*** EXTRACT TO READ ***

NEW DELHI : India’s manufacturing sector has failed to capitalize on multinational companies’ efforts to diversify supply chains away from China, foreign direct investment (FDI) data shows, even as manufacturing continues to shrink at the northern neighbour. Expectations of higher inflows into Indian manufacturing had taken root as China’s purchasing managers’ index (PMI) for manufacturing contracted in seven of the last 12 months, as Beijing struggles to reopen its economy after exiting its controversial zero-covid policy early this year. India’s PMI for manufacturing did not contract in the past year, but against expectations, FDI inflows fell 22% to $46.03 billion in FY23 amid high inflation and recessionary trends in developed economies.
“The ‘China plus one’ story is not confirmed from the investment data. FDI is still pretty subdued," said Biswajit Dhar, professor at Jawaharlal Nehru University. “What we see this year is lower than what we were attracting a few years back.
At a time when China is slowing, if we cannot attract higher FDI, it is a source of concern." ‘China plus one’ refers to global companies’ strategy to expand manufacturing and supply chains to a location in addition to China, where much of it is concentrated now. Madan Sabnavis, chief economist of Bank of Baroda, said India is witnessing industrial stagnation and that companies won’t invest because they are not going to China. The ‘China plus one’ story looks very compelling, but it will take some time before they are convinced, he added.

*** End of EXTRACT TO READ ***

▶ **TRY IT**: Reproduce word for word the passage of the India manufacturing FDI article that begins at "At a time when" and stops after "convinced, he added.".

*** RAW DATA ***

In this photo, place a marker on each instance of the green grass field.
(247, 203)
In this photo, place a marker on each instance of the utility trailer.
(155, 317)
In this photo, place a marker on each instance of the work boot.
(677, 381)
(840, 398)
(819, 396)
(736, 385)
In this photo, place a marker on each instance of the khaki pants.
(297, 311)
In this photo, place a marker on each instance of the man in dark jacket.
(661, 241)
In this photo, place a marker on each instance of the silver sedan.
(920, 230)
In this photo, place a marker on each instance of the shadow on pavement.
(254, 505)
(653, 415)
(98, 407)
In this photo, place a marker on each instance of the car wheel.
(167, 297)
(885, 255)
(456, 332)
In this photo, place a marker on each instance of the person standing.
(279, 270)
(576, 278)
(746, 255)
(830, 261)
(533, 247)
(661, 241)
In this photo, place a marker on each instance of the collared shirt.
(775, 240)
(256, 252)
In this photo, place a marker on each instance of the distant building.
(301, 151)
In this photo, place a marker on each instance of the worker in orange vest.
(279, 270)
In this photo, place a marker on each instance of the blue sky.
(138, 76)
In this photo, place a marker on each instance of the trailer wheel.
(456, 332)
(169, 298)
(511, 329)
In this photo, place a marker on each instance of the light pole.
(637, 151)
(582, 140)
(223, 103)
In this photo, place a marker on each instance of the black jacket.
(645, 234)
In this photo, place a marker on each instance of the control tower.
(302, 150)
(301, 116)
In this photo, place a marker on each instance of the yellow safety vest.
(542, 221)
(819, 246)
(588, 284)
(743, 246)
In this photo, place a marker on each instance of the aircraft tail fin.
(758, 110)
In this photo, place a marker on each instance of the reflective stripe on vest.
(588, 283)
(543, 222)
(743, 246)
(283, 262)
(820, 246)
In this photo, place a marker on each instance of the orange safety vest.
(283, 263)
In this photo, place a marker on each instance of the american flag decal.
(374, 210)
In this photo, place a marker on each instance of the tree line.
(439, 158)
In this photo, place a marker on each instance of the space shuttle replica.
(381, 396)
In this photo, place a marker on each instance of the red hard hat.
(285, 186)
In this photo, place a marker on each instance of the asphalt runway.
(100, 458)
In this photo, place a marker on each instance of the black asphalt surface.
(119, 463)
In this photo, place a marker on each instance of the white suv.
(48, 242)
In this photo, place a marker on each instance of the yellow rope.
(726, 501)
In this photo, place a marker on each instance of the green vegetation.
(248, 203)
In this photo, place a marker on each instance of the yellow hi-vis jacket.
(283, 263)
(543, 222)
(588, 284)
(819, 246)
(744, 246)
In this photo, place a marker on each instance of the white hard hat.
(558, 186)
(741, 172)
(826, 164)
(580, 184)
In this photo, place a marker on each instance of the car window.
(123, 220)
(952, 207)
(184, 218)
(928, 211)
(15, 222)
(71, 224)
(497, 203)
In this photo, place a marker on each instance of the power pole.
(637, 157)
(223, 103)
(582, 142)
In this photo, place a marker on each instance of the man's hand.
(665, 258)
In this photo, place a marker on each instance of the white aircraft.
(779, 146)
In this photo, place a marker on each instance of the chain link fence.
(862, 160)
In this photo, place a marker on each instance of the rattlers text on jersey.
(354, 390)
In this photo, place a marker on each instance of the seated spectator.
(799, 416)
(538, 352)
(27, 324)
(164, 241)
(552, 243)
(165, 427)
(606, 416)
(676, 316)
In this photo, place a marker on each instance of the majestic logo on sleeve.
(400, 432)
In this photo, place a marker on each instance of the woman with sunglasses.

*** End of RAW DATA ***

▶ **REPLY TO THE EXERCISE**:
At a time when China is slowing, if we cannot attract higher FDI, it is a source of concern." ‘China plus one’ refers to global companies’ strategy to expand manufacturing and supply chains to a location in addition to China, where much of it is concentrated now. Madan Sabnavis, chief economist of Bank of Baroda, said India is witnessing industrial stagnation and that companies won’t invest because they are not going to China. The ‘China plus one’ story looks very compelling, but it will take some time before they are convinced, he added.